#### GIVEN EXERCISE:
Arrange the lines below as a Markdown table with two columns, Row and Line. Number each line in the Row column and leave out any blank ones.

(Pointing records for named objects)
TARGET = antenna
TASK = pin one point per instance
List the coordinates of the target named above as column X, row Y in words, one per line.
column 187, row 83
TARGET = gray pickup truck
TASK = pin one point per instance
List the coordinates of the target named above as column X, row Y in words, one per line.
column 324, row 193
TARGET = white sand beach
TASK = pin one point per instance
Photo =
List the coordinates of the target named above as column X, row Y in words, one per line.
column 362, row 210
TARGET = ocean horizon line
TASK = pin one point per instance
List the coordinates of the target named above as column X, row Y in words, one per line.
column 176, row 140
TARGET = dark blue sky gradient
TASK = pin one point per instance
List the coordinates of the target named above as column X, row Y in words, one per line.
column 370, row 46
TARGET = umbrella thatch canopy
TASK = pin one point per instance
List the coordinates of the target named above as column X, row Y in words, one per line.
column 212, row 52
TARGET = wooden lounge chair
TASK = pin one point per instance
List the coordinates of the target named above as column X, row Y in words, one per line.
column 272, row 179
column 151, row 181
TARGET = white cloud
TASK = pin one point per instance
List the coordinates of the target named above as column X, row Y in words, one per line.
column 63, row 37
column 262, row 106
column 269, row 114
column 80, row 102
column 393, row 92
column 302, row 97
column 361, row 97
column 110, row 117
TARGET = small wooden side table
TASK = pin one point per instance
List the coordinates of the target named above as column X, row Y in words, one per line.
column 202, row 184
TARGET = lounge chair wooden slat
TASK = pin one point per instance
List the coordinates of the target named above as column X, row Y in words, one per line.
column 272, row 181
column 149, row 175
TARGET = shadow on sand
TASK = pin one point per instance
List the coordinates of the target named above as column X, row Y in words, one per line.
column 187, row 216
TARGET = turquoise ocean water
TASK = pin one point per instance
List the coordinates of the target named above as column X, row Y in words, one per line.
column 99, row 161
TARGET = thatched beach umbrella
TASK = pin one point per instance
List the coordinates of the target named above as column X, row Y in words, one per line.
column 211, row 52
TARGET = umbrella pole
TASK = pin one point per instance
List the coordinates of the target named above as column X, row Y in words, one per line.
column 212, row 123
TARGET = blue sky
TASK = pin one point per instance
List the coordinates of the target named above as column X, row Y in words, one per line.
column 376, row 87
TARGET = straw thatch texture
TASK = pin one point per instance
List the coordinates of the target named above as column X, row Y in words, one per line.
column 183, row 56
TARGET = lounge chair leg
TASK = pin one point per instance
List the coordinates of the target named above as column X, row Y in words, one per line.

#### ANSWER IN FULL:
| Row | Line |
|---|---|
| 1 | TARGET = antenna |
| 2 | TASK = pin one point per instance |
| 3 | List the coordinates of the target named above as column X, row Y in words, one per line. |
| 4 | column 187, row 83 |
| 5 | TARGET = gray pickup truck |
| 6 | TASK = pin one point per instance |
| 7 | List the coordinates of the target named above as column X, row Y in words, one per line. |
| 8 | column 324, row 193 |
| 9 | TARGET = white sand beach |
| 10 | TASK = pin one point per instance |
| 11 | Photo = |
| 12 | List the coordinates of the target named above as column X, row Y in words, one per line. |
| 13 | column 362, row 210 |
| 14 | TARGET = ocean horizon line |
| 15 | TASK = pin one point per instance |
| 16 | List the coordinates of the target named above as column X, row Y in words, one per line. |
| 17 | column 176, row 140 |
| 18 | TARGET = dark blue sky gradient |
| 19 | TASK = pin one point per instance |
| 20 | List the coordinates of the target named above as column X, row Y in words, one per line. |
| 21 | column 370, row 46 |
| 22 | TARGET = umbrella thatch canopy |
| 23 | TASK = pin one point per instance |
| 24 | List the coordinates of the target named above as column X, row Y in words, one per line. |
| 25 | column 212, row 52 |
| 26 | TARGET = wooden lounge chair |
| 27 | TASK = pin one point per instance |
| 28 | List the coordinates of the target named above as column X, row Y in words, one per line. |
| 29 | column 272, row 179 |
| 30 | column 151, row 181 |
| 31 | TARGET = white cloud |
| 32 | TASK = pin one point per instance |
| 33 | List the coordinates of the target named above as column X, row Y in words, one per line. |
| 34 | column 63, row 37 |
| 35 | column 262, row 106 |
| 36 | column 269, row 114 |
| 37 | column 80, row 102 |
| 38 | column 393, row 92 |
| 39 | column 302, row 97 |
| 40 | column 361, row 97 |
| 41 | column 110, row 117 |
| 42 | TARGET = small wooden side table |
| 43 | TASK = pin one point per instance |
| 44 | List the coordinates of the target named above as column X, row Y in words, one per line. |
| 45 | column 202, row 184 |
| 46 | TARGET = lounge chair wooden slat |
| 47 | TASK = pin one point per instance |
| 48 | List the coordinates of the target named above as column X, row Y in words, one per line. |
| 49 | column 272, row 181 |
| 50 | column 149, row 175 |
| 51 | TARGET = shadow on sand |
| 52 | TASK = pin one point per instance |
| 53 | List the coordinates of the target named above as column X, row Y in words, one per line. |
| 54 | column 187, row 216 |
| 55 | TARGET = turquoise ocean water |
| 56 | TASK = pin one point per instance |
| 57 | List the coordinates of the target named above as column X, row Y in words, one per line. |
| 58 | column 99, row 161 |
| 59 | TARGET = thatched beach umbrella |
| 60 | TASK = pin one point per instance |
| 61 | List the coordinates of the target named above as column X, row Y in words, one per line. |
| 62 | column 211, row 52 |
| 63 | TARGET = umbrella pole |
| 64 | TASK = pin one point per instance |
| 65 | List the coordinates of the target named above as column X, row Y in words, one per line. |
| 66 | column 212, row 123 |
| 67 | TARGET = blue sky |
| 68 | TASK = pin one point per instance |
| 69 | List the coordinates of the target named above as column X, row Y in words, one per line. |
| 70 | column 376, row 87 |
| 71 | TARGET = straw thatch texture |
| 72 | TASK = pin one point per instance |
| 73 | List the coordinates of the target named above as column X, row Y in words, one per line. |
| 74 | column 183, row 56 |
| 75 | TARGET = lounge chair leg |
| 76 | TASK = pin one point per instance |
| 77 | List the coordinates of the target named above as column X, row Y in words, one per line. |